(PROMPT A):
In the column about giving a charity speech, at what venue was the fundraising event held?
(PROMPT B):
From the charity speech column, reproduce word for word the passage that begins with the words containing "Firstly, it was" and ends with "the pandemic struck.".

Who needs LA when your heart is in the Cotswolds?

I had to make a speech yesterday evening. It was at a fundraising event for my charity The Starlight Children’s Foundation. I’ve made speeches before, many of them with the same purpose – to explain what the charity does and why I started it, so I’m not usually nervous. But this was different.

Firstly, it was at Blenheim Palace (a grander venue would surely be hard to find?) and, secondly, this was my first speech in two years since the pandemic struck.

I’ve always thought that speeches should either be entirely read out or entirely memorised. And, if it’s a very personal one, as mine usually are, reading it might seem insincere. Trying to do it from memory but having your written speech in your hand, in case your mind suddenly goes blank, only provides a false sense of security as the chances that you’ll be able to find exactly the right spot on the right page, without saying ‘Forgive me’ a few times, are slim. Boris Johnson’s references to Peppa Pig also demonstrate that ad-libbing is usually unwise.

So, last week I dusted off a few brain cells, wrote the speech and then started the task of memorising it. You might think that, as an actress who’s spent her whole career learning pages and pages of dialogue, that talking about something familiar for four minutes would be a breeze, but mental exercise, like physical exercise needs to be maintained – and without recent, regular acting work, I’d say I had definitely got a bit ‘flabby’ in that department.

(GIVEN MATERIAL):

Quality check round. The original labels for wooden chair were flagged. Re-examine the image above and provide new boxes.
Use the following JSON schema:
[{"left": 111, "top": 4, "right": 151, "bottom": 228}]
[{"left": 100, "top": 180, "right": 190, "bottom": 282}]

(EXERCISE OUTPUT A):
Blenheim Palace

(EXERCISE OUTPUT B):
Firstly, it was at Blenheim Palace (a grander venue would surely be hard to find?) and, secondly, this was my first speech in two years since the pandemic struck.